The task: Write the entries out again exactly as they stand, but without the pictures.

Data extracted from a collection
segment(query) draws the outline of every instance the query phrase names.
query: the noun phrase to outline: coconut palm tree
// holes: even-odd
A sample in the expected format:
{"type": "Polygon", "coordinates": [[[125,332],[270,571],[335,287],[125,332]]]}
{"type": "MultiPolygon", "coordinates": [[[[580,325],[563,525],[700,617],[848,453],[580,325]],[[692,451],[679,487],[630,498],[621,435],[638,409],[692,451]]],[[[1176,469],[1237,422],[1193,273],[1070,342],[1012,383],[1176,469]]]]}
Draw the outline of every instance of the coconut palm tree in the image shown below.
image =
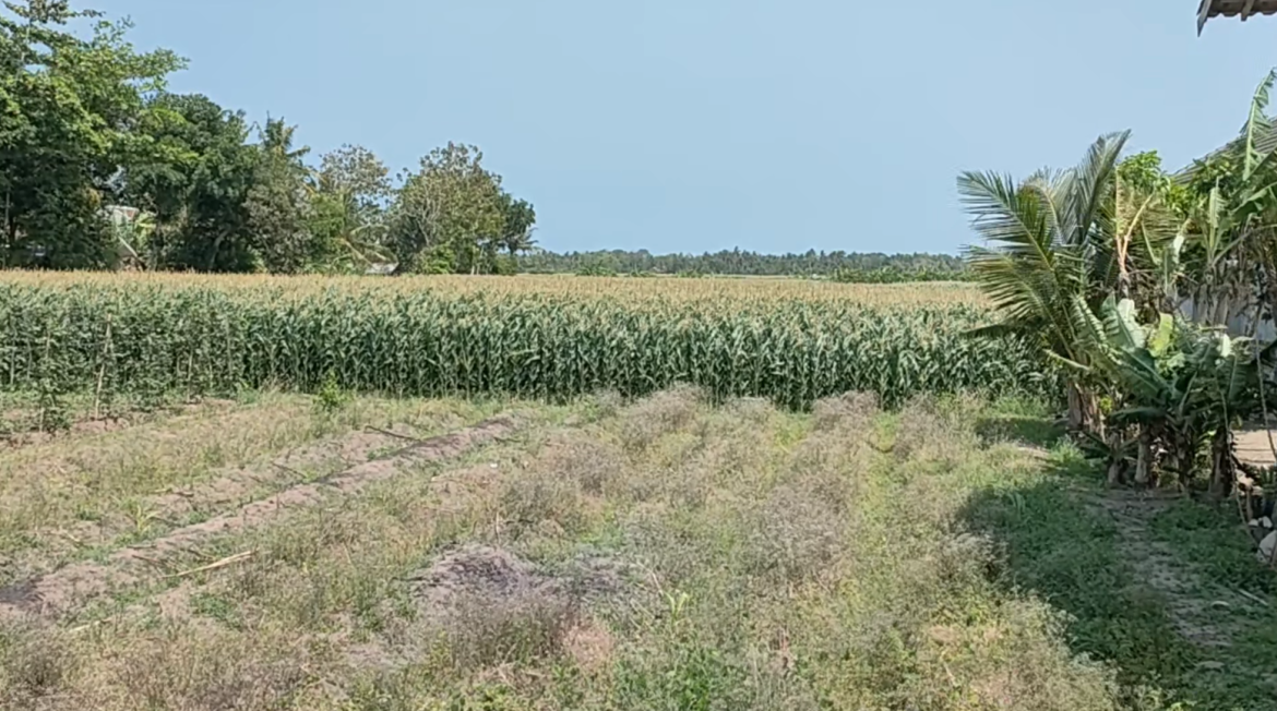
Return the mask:
{"type": "Polygon", "coordinates": [[[1099,426],[1098,401],[1080,347],[1083,303],[1102,301],[1116,285],[1112,197],[1128,133],[1101,137],[1077,167],[1041,171],[1023,183],[994,172],[964,172],[958,191],[985,244],[968,249],[976,281],[1002,315],[977,334],[1014,333],[1036,341],[1068,369],[1069,424],[1099,426]]]}

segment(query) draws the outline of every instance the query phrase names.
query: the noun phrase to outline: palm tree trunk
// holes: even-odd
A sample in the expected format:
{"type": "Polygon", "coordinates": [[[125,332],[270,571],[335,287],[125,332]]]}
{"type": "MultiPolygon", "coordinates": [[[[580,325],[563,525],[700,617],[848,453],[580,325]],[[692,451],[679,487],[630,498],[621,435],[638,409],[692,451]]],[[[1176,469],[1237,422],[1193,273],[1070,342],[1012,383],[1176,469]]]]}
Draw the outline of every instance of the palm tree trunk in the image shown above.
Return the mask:
{"type": "Polygon", "coordinates": [[[1139,454],[1135,458],[1135,484],[1148,486],[1152,481],[1153,470],[1153,442],[1147,428],[1139,431],[1139,454]]]}
{"type": "Polygon", "coordinates": [[[1236,460],[1232,454],[1232,430],[1220,428],[1211,438],[1211,494],[1226,498],[1237,481],[1236,460]]]}

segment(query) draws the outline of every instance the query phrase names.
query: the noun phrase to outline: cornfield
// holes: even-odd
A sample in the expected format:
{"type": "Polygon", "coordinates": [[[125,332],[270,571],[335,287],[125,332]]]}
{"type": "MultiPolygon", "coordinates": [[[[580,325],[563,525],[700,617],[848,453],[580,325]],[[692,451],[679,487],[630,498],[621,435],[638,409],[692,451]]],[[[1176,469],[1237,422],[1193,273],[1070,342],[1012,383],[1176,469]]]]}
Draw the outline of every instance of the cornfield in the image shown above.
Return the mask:
{"type": "Polygon", "coordinates": [[[1038,393],[1032,350],[963,336],[967,287],[766,280],[6,274],[0,387],[278,387],[563,400],[686,382],[803,408],[847,391],[1038,393]]]}

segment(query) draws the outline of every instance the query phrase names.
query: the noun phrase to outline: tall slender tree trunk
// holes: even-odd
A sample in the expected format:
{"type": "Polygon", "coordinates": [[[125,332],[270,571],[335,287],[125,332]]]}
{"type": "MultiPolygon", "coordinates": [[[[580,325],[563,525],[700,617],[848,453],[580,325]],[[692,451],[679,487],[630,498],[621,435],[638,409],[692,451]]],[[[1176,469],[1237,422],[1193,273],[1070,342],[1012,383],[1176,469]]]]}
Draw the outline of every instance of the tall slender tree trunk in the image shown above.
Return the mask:
{"type": "Polygon", "coordinates": [[[1232,430],[1227,426],[1211,438],[1211,494],[1226,498],[1237,481],[1237,463],[1232,454],[1232,430]]]}

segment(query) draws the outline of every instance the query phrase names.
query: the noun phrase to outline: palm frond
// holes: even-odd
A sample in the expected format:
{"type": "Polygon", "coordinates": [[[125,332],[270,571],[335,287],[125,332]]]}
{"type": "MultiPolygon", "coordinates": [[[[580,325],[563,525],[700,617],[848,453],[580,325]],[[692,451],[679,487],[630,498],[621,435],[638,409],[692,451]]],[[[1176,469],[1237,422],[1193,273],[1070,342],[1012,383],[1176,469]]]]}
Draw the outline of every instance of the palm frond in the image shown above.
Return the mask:
{"type": "Polygon", "coordinates": [[[1092,226],[1101,217],[1101,207],[1108,199],[1117,161],[1129,138],[1129,130],[1099,137],[1074,168],[1074,185],[1069,190],[1065,208],[1069,216],[1068,230],[1061,234],[1065,243],[1082,244],[1092,236],[1092,226]]]}

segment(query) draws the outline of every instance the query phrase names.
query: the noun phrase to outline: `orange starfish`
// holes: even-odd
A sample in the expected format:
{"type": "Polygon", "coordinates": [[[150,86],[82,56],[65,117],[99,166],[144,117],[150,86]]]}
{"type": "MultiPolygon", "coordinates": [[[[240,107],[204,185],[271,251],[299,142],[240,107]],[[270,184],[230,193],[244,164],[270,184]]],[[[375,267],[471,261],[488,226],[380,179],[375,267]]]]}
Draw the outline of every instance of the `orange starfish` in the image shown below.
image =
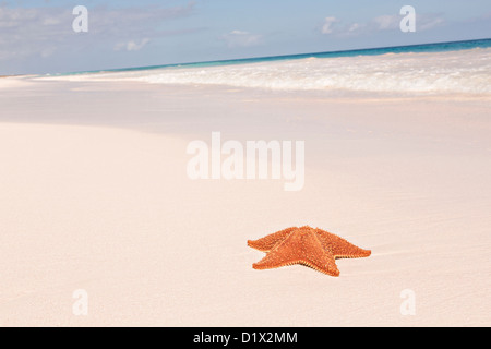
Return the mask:
{"type": "Polygon", "coordinates": [[[267,252],[264,258],[252,265],[254,269],[302,264],[332,276],[339,275],[336,258],[358,258],[371,254],[370,250],[357,248],[334,233],[309,226],[291,227],[259,240],[249,240],[248,245],[267,252]]]}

The solution:
segment(query) draws the outline of every instance the query phrase names.
query: the noun phrase to outline: coconut palm tree
// holes: even-odd
A sample in the expected format:
{"type": "Polygon", "coordinates": [[[125,332],[270,571],[335,287],[125,332]]]}
{"type": "MultiPolygon", "coordinates": [[[[580,325],[563,525],[700,617],[848,453],[580,325]],[[692,451],[679,487],[630,498],[621,435],[638,409],[692,451]]],[[[1176,469],[1237,422],[1193,273],[1070,342],[1012,383],[1176,469]]]]}
Draw the outline of every instance of the coconut palm tree in the image shown below.
image =
Return the mask:
{"type": "Polygon", "coordinates": [[[1099,426],[1098,401],[1080,347],[1083,303],[1102,301],[1116,285],[1112,197],[1128,133],[1101,137],[1077,167],[1041,171],[1023,183],[994,172],[964,172],[958,191],[985,244],[968,249],[976,281],[1002,315],[977,334],[1014,333],[1036,341],[1068,369],[1069,424],[1099,426]]]}

segment(query) draws the outline of every instance the query phrase names.
query: the noun phrase to outline: palm tree trunk
// holes: even-odd
A sample in the expected format:
{"type": "Polygon", "coordinates": [[[125,332],[270,571],[335,287],[125,332]]]}
{"type": "MultiPolygon", "coordinates": [[[[580,325],[563,525],[700,617],[848,453],[580,325]],[[692,451],[679,487],[630,498],[621,435],[638,409],[692,451]]],[[[1176,469],[1237,422],[1193,273],[1070,342],[1012,383],[1176,469]]]]}
Draw the outline of every instance of the palm tree trunk in the image shown above.
Return the mask:
{"type": "Polygon", "coordinates": [[[1139,454],[1135,458],[1135,484],[1148,486],[1152,481],[1153,470],[1153,442],[1147,428],[1139,431],[1139,454]]]}
{"type": "Polygon", "coordinates": [[[1236,460],[1232,454],[1232,430],[1220,428],[1211,438],[1211,494],[1226,498],[1237,481],[1236,460]]]}

segment(query) draws the outline of every instance the query phrase names.
query: the noun phrase to outline: cornfield
// holes: even-odd
A sample in the expected format:
{"type": "Polygon", "coordinates": [[[125,332],[270,571],[335,287],[125,332]]]}
{"type": "MultiPolygon", "coordinates": [[[[580,325],[563,525],[700,617],[848,453],[580,325]],[[692,451],[679,487],[630,498],[621,435],[638,409],[692,451]]],[[[1176,469],[1237,422],[1193,273],[1070,342],[1012,383],[1176,469]]]]}
Draw the outline of every instance of the cornfield in the image shown above.
Return the mask:
{"type": "Polygon", "coordinates": [[[1038,393],[1032,350],[963,336],[967,287],[766,280],[6,274],[0,387],[278,387],[563,400],[686,382],[803,408],[847,391],[1038,393]]]}

segment(query) draws the outline of every instance the query phrase names.
query: the noun phrase to outline: tall slender tree trunk
// holes: even-odd
A sample in the expected format:
{"type": "Polygon", "coordinates": [[[125,332],[270,571],[335,287],[125,332]]]}
{"type": "MultiPolygon", "coordinates": [[[[580,325],[563,525],[700,617],[848,453],[580,325]],[[692,451],[679,487],[630,498],[621,435],[638,409],[692,451]]],[[[1176,469],[1237,422],[1193,273],[1070,342],[1012,383],[1176,469]]]]}
Draw the outline of every instance of the tall slender tree trunk in the image shown above.
Return the mask:
{"type": "Polygon", "coordinates": [[[1232,430],[1227,426],[1211,438],[1211,494],[1226,498],[1237,481],[1237,463],[1232,454],[1232,430]]]}

segment(query) draws the outline of every instance the query phrase names.
query: the noun phrase to outline: palm frond
// holes: even-odd
A sample in the expected format:
{"type": "Polygon", "coordinates": [[[125,332],[270,571],[335,287],[125,332]]]}
{"type": "MultiPolygon", "coordinates": [[[[580,325],[563,525],[700,617],[848,453],[580,325]],[[692,451],[679,487],[630,498],[621,435],[638,409],[692,451]]],[[[1176,469],[1237,422],[1193,273],[1070,342],[1012,383],[1176,469]]]]}
Draw the outline of every instance of the palm frond in the image shown above.
Return the mask:
{"type": "Polygon", "coordinates": [[[1092,226],[1101,217],[1101,207],[1108,199],[1117,161],[1129,138],[1129,130],[1099,137],[1074,168],[1074,185],[1069,190],[1065,208],[1069,216],[1068,230],[1061,234],[1065,243],[1082,244],[1092,236],[1092,226]]]}

segment(query) draws the outline of every instance the query phrase names.
query: the noun phrase to outline: `orange starfish`
// holes: even-odd
A sample in the expected format:
{"type": "Polygon", "coordinates": [[[150,86],[82,56],[65,117],[99,166],[144,117],[150,86]]]}
{"type": "MultiPolygon", "coordinates": [[[[240,107],[204,185],[271,251],[299,142],[240,107]],[[270,184],[230,193],[244,164],[270,184]]],[[[375,267],[471,261],[488,226],[380,179],[375,267]]]]}
Draw the outline of every instance of the `orange starfish` in the image shown below.
image =
Return the mask:
{"type": "Polygon", "coordinates": [[[267,252],[264,258],[252,265],[254,269],[302,264],[332,276],[339,275],[336,258],[358,258],[371,254],[370,250],[357,248],[334,233],[309,226],[291,227],[259,240],[249,240],[248,245],[267,252]]]}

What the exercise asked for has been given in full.